__SELECTED EXTRACT__:
Cavagnoud was the reigning super-G world champion Keystone Archive

Switzerland's alpine skiers have been among those paying tribute to French star Régine Cavagnoud who died on Wednesday after a training accident in Austria.

“I have been in regular contact with Régine’s team-mate Carole Montillet so I knew that things were very bad,” Swiss speed specialist Corinne Rey-Bellet said. “But I was still shocked when I heard the news of her death. On Saturday I was congratulating her on coming third in the giant slalom and now she is dead.”

Rey-Bellet added that it would be difficult for her fellow skiers to put the tragic events out of their minds. “As top sportswomen we must try, though,” she said.

After sharing the podium in Sölden with Cavagnoud, Switzerland’s top skier Sonja Nef also recalled how happy the Frenchwoman had been with her start to the season.

“Just on Saturday, she was saying to me how delighted she was to have come third after missing out on more than four weeks of training,” the Swiss giant slalom world champion said.

Stored records:
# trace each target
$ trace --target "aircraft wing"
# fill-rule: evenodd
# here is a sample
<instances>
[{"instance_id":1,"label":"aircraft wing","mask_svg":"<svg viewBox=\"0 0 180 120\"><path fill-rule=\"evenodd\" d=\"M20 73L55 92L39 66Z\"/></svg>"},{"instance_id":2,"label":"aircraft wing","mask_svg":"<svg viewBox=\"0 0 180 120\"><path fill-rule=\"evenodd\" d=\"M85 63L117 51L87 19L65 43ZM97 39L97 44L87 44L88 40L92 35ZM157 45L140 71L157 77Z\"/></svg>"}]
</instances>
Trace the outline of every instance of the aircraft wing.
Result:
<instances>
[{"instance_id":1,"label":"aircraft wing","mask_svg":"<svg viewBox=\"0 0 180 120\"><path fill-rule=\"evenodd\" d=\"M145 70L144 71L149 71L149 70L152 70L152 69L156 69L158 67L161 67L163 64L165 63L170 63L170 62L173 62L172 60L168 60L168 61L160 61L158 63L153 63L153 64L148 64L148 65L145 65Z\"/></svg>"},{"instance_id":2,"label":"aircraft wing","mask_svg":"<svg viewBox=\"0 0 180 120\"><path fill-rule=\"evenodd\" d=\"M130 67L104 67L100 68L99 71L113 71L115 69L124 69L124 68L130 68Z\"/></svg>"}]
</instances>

__TASK__: Carry the article about skiers' tributes to Régine Cavagnoud forward from its last sentence. None of the stored material is needed here.

__RESPONSE AREA__:
Presidential tribute

Tributes also flooded in from the French political world with president Jacques Chirac, prime minister Lionel Jospin and sports minister Marie-George Buffet all paying their respects.

“Her immense talent was realised last season in the most wonderful way when she won a gold at the world championships,” Chirac said in a letter to Cavagnoud’s family. “She had become the pride of a region and of a whole nation.”

The 31-year-old world super-G champion sustained severe brain damage and internal injuries during her crash on Monday when she rammed into a member of the German training team at high speed. After carrying out a number of operations on the French skier, doctors at Innsbruck hospital found themselves unable to save her life.

The German trainer is still in a critical condition.

Safety questions

The nature of Monday’s accident, which came about when members of the French and German ski teams were sharing the same section of piste, has also raised safety questions about training methods.

“If the reason for Régine’s death comes down to a communications problem, it is of course very tragic,” said Swiss downhill trainer Marie-Therese Nadig. “Whatever the cause, we must make sure that in the future teams from different countries aren’t co-ordinating their training sessions on the same radio frequencies.”

Gian-Franco Kasper, the Swiss president of skiing’s international federation said the organisation could only remind the teams of the need for safety.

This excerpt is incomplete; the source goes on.